--- Task description ---
Every entry is to be set down a second time, precisely as written.

START Task input

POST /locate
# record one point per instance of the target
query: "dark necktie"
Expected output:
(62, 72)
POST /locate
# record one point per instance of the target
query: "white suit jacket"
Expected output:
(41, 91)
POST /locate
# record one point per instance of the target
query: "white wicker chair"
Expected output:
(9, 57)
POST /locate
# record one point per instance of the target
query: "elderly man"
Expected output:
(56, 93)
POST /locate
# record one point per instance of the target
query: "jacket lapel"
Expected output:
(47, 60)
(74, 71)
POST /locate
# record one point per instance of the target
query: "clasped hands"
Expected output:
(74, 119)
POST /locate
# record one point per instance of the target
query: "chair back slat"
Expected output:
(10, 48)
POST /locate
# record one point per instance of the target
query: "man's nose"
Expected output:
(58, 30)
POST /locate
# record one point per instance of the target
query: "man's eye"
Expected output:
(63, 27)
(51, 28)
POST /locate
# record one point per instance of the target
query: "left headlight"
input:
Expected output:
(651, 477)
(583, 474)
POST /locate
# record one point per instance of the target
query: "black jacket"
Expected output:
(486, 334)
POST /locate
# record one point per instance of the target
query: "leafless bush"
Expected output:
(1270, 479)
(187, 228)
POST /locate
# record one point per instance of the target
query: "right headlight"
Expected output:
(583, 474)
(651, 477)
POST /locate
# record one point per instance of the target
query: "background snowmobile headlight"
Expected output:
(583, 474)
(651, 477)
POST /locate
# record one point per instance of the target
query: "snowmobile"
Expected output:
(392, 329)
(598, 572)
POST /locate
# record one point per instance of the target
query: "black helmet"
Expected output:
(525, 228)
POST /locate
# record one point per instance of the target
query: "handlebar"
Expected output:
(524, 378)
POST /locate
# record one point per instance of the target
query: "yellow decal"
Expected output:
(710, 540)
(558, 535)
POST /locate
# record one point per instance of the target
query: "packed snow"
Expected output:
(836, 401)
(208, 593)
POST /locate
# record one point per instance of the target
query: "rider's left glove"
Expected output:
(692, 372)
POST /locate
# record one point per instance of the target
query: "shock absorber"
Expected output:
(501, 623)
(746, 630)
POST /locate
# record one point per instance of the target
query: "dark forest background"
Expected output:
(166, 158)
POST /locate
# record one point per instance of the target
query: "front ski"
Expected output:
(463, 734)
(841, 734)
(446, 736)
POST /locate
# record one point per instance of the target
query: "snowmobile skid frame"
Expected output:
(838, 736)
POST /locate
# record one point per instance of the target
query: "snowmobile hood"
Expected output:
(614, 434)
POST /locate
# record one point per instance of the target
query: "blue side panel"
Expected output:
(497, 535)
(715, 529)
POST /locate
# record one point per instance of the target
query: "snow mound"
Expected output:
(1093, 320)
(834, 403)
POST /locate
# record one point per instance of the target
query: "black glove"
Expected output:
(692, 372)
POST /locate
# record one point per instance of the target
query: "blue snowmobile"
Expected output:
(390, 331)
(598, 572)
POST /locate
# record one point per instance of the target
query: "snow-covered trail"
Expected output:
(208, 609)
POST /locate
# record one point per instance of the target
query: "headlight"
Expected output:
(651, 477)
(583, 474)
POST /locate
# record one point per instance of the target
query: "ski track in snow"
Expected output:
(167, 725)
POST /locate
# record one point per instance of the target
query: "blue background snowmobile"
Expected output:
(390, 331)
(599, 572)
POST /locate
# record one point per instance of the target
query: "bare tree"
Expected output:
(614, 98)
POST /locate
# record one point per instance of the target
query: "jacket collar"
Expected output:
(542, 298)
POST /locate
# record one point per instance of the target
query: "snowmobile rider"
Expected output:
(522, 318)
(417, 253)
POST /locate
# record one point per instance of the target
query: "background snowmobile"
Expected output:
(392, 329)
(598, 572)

END Task input

--- Answer section ---
POST /locate
# record one point per instance of the target
query: "dark necktie"
Expected output:
(62, 72)
POST /locate
# record one point per instance of the target
query: "white suit jacket"
Expected output:
(41, 91)
POST /locate
# record one point per instance of the target
query: "white wicker chair"
Expected output:
(9, 57)
POST /locate
# record one point per instance of the target
query: "elderly man"
Expected output:
(56, 93)
POST /locate
# record one point per instance of the target
query: "jacket lapel"
Expected output:
(47, 60)
(74, 71)
POST /locate
# record one point per instance of the target
query: "clasped hands"
Expected output:
(74, 119)
POST /locate
# record one point per instance of the target
query: "chair back slat"
Expected output:
(10, 48)
POST /locate
# record one point per instance of the target
query: "man's nose"
Expected output:
(58, 30)
POST /locate
# record one point per instance of the target
query: "man's eye"
Expected output:
(63, 27)
(51, 28)
POST /locate
# record one point per instance of the target
query: "left headlight"
input:
Expected output:
(651, 477)
(583, 474)
POST /locate
# record one point per instance of the target
query: "black jacket"
Expected output:
(486, 334)
POST /locate
# record one point per instance of the target
query: "leafless bush"
Expected output:
(1270, 479)
(187, 228)
POST /locate
# record one point per instance of the target
query: "right headlight"
Expected output:
(583, 474)
(651, 477)
POST /locate
# record one point per instance of the target
query: "background snowmobile headlight"
Expected output:
(583, 474)
(651, 477)
POST /locate
# record one point per instance of the target
query: "snowmobile"
Expected output:
(392, 329)
(598, 572)
POST /locate
# record one point per instance of the target
query: "black helmet"
Expected output:
(525, 228)
POST /locate
# record one point per instance of the target
query: "handlebar"
Expected output:
(524, 378)
POST /locate
# record one point per instance of the target
query: "yellow decal"
Expected output:
(710, 540)
(558, 535)
POST /locate
# record one point per instance of the target
query: "packed snow"
Expected output:
(836, 401)
(208, 593)
POST /locate
# record one point per instance of the target
query: "rider's left glove"
Expected output:
(692, 372)
POST /locate
# record one point per instance of the target
query: "shock absorber"
Expected output:
(501, 623)
(746, 630)
POST /locate
# record one point per instance of the target
query: "dark forest background"
Expected output:
(166, 158)
POST /locate
# record one point per instance of the target
query: "front ski"
Expected output:
(463, 734)
(841, 734)
(446, 736)
POST /locate
# record one point per instance of the target
query: "snowmobile skid frame"
Expected output:
(838, 736)
POST /locate
# record one point per instance of the target
query: "snowmobile hood"
Expected output:
(614, 434)
POST /locate
# record one point per instance of the target
query: "blue side panel"
Expected output:
(497, 535)
(715, 529)
POST /locate
# record one point per instance of the target
query: "snow mound"
Expected output:
(1093, 320)
(834, 403)
POST /locate
# record one point per instance of the target
query: "black glove"
Expected output:
(692, 372)
POST /locate
# record one point per instance of the target
query: "blue snowmobile"
Expected output:
(390, 331)
(598, 572)
POST /locate
# record one point per instance of the target
query: "snow-covered trail"
Expected output:
(208, 609)
POST /locate
# record one point per instance of the target
query: "headlight"
Expected output:
(651, 477)
(583, 474)
POST /locate
# record one point per instance of the target
query: "ski track in snow"
Expected output:
(167, 725)
POST /locate
# record one point per instance of the target
query: "blue background snowmobile"
Expected output:
(390, 331)
(599, 572)
POST /locate
# record one point per instance of the target
query: "bare tree"
Expected output:
(614, 98)
POST /locate
# record one point per instance of the target
query: "jacket collar"
Expected output:
(542, 298)
POST /locate
# record one point per instance of the target
query: "snowmobile rider"
Expected output:
(522, 318)
(417, 253)
POST /locate
# record one point per instance of the target
query: "background snowmobile"
Expected output:
(392, 329)
(598, 572)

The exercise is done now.